* [Activity list]:
- a) According to the article on zero-tolerance policies, in which journal do the details of the study appear?
- b) Summarize the article on zero-tolerance policies in two sentences.
- c) Rewrite the stretch from "While much has" through "journal Urban Education." in the article on zero-tolerance policies, swapping "well-behaved" for "rule-abiding".

* [Supplied text]:

______

MICHIGAN STATE (US)—Efforts to address gun violence in schools by establishing zero-tolerance policies have failed to make students feel safe, a new study shows.

Zero tolerance has become plagued by inconsistent enforcement and inadequate security, says Laura McNeal, assistant professor of teacher education at Michigan State University. As a result, the very students the policy was designed to protect overwhelmingly say it is ineffective.

“Zero-tolerance policy represents what happens when there is a disconnect between law on the books and law in action,” McNeal says.  “We need to reform existing policies such as zero tolerance to ensure every child receives a high-quality education in a safe and supportive learning environment.”

McNeal and Christopher Dunbar Jr., associate professor of educational administration, interviewed and collected data from above-average students at 15 urban high schools in the Midwest.

While much has been written about students punished under zero tolerance, this study is one of the first to bring in the voices of well-behaved students, the researchers say. Details of the study appear in the journal Urban Education.

______

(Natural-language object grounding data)
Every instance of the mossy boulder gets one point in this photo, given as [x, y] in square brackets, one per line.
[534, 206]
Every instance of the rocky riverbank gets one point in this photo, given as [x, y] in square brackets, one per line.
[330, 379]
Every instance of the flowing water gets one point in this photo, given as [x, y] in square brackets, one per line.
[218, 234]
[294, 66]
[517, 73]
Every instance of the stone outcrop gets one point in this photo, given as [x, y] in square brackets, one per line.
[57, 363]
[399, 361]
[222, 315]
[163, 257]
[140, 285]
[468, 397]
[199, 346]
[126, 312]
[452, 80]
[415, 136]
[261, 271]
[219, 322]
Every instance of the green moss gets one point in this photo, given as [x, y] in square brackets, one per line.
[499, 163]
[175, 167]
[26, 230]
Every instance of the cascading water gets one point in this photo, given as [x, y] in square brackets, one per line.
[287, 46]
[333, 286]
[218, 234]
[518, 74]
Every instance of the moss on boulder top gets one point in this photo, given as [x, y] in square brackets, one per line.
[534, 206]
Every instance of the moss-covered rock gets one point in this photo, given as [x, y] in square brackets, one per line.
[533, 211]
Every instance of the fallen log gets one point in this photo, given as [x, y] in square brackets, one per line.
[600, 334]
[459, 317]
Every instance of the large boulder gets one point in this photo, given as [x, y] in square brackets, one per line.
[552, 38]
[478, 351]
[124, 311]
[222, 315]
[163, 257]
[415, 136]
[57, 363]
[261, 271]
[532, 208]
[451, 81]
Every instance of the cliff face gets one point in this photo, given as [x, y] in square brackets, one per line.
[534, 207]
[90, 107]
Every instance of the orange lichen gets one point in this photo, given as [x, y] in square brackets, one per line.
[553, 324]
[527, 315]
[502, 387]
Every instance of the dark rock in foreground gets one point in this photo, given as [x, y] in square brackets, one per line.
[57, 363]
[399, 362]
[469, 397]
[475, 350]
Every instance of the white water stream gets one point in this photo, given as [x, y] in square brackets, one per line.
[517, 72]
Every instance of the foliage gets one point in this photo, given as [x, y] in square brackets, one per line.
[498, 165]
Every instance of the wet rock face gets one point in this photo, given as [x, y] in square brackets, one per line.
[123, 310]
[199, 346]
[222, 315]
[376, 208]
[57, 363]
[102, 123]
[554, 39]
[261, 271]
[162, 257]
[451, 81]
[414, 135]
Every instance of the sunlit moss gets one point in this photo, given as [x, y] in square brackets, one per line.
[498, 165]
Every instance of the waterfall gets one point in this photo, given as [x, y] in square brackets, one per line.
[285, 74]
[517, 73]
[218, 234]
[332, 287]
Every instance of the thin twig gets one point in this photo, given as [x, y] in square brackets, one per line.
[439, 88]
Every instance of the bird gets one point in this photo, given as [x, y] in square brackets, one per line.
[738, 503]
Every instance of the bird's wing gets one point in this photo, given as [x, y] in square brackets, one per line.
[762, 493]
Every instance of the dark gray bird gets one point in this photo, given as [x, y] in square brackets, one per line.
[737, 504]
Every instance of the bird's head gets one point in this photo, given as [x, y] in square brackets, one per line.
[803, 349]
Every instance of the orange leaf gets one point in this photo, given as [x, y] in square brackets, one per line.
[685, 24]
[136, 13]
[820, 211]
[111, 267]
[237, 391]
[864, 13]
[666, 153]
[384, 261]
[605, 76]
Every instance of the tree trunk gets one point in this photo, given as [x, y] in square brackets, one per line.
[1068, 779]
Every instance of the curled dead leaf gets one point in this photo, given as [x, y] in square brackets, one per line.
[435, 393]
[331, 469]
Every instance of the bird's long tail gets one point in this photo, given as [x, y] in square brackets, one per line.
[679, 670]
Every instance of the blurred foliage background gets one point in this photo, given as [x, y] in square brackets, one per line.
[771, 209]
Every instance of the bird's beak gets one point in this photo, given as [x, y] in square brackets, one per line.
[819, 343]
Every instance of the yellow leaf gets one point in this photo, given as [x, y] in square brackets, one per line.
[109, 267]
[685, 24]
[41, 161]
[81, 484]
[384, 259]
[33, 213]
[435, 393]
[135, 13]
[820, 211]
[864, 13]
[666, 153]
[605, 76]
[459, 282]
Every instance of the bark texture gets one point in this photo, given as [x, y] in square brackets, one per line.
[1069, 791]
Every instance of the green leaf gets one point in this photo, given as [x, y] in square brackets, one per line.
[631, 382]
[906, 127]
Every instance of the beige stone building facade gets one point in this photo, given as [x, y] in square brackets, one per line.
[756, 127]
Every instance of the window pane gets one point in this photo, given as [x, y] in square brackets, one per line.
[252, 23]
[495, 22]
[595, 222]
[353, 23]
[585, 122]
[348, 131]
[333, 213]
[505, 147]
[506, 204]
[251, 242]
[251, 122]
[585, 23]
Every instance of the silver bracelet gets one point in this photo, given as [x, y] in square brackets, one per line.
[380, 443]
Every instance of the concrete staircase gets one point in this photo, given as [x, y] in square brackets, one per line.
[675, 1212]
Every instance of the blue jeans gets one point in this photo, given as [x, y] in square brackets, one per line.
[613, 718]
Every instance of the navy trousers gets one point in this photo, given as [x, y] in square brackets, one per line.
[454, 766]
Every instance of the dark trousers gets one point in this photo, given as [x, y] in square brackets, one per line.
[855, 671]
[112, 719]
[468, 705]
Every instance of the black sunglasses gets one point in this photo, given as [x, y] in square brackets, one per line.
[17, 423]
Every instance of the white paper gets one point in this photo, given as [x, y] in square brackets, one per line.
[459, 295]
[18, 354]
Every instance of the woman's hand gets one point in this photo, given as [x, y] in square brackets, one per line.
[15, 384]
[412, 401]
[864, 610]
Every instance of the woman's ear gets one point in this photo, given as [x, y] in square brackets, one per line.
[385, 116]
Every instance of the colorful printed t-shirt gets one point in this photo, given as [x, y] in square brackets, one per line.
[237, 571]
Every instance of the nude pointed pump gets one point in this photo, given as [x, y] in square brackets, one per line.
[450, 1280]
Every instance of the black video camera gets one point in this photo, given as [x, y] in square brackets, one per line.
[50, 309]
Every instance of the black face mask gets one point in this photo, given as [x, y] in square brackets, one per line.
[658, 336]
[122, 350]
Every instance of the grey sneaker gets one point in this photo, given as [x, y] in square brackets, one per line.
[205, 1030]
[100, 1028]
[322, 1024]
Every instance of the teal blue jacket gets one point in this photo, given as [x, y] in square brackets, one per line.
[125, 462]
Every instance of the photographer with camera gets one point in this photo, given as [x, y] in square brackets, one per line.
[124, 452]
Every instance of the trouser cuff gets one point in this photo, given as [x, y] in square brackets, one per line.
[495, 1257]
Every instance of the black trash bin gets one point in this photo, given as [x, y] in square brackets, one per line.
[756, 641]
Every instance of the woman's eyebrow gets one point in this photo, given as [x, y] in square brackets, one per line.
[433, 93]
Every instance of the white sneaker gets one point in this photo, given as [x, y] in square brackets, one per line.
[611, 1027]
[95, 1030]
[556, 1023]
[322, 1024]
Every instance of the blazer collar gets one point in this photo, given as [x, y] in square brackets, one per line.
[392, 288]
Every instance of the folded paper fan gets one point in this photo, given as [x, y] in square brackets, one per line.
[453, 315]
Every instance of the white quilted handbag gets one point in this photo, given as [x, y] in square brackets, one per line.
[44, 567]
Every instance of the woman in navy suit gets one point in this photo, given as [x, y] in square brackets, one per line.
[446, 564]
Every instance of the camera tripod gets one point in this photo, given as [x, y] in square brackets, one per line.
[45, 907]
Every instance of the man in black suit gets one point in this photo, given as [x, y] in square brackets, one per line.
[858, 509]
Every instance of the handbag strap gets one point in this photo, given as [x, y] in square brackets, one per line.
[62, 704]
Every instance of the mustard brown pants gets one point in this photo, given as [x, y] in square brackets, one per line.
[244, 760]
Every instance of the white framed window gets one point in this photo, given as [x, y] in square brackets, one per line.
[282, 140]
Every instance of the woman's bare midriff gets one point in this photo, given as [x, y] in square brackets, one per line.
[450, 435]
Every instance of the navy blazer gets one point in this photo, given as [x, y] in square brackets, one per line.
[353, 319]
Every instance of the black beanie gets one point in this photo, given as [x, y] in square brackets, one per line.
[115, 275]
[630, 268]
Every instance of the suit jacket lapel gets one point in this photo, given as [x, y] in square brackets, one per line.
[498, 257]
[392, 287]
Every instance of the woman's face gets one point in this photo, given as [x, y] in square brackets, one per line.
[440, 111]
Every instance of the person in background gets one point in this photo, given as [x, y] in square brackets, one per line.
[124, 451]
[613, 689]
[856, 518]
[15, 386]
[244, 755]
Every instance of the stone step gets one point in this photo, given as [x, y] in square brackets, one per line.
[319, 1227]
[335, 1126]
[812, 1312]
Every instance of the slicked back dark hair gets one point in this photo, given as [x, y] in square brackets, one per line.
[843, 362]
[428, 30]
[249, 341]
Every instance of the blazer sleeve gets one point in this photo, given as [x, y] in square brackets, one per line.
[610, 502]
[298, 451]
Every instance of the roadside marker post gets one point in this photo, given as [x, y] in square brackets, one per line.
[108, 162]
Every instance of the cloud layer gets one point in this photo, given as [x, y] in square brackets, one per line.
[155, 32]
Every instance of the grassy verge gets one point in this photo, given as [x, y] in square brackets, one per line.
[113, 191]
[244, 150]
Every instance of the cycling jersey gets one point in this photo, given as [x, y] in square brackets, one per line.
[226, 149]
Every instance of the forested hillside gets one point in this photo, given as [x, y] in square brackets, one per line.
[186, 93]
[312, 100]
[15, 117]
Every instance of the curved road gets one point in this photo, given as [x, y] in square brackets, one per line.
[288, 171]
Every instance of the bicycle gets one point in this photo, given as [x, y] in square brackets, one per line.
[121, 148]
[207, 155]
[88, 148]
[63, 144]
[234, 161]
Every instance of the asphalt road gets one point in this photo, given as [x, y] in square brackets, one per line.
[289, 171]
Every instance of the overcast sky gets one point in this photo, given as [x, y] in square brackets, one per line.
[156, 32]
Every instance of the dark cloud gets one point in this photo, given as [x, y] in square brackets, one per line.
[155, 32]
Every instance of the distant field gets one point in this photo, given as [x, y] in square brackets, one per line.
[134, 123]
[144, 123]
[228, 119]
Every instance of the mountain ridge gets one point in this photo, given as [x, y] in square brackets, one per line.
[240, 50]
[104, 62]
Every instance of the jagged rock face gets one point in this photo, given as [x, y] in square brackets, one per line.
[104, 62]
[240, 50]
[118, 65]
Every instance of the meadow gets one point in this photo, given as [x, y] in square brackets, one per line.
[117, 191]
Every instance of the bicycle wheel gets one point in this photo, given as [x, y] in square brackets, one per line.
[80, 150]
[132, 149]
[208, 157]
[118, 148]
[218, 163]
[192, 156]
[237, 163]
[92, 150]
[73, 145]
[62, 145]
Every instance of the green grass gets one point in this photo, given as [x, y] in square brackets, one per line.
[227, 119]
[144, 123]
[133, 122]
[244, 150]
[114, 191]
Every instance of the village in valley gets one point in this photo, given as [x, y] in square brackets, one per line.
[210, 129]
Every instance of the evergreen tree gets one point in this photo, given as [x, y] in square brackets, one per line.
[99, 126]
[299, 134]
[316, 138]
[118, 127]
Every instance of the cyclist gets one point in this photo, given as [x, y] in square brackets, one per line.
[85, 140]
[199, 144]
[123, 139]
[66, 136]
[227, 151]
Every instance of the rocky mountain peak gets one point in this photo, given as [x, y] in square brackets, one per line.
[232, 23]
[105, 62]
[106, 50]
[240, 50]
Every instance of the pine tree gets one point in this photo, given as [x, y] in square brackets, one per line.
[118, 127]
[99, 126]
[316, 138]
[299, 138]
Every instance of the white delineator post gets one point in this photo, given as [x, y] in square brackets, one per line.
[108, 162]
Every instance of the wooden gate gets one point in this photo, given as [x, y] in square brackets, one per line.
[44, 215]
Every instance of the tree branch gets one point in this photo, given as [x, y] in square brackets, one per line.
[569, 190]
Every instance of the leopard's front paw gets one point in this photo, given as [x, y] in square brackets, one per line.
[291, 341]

______

* [Your written answers]:
- a) Urban Education.

- b) A Michigan State University study finds that zero-tolerance policies meant to address gun violence in schools have failed to make students feel safe, because of inconsistent enforcement and inadequate security. Laura McNeal and Christopher Dunbar Jr. collected data from above-average students at 15 urban Midwestern high schools, and McNeal says such policies need to be reformed so every child learns in a safe and supportive environment.

- c)
While much has been written about students punished under zero tolerance, this study is one of the first to bring in the voices of rule-abiding students, the researchers say. Details of the study appear in the journal Urban Education.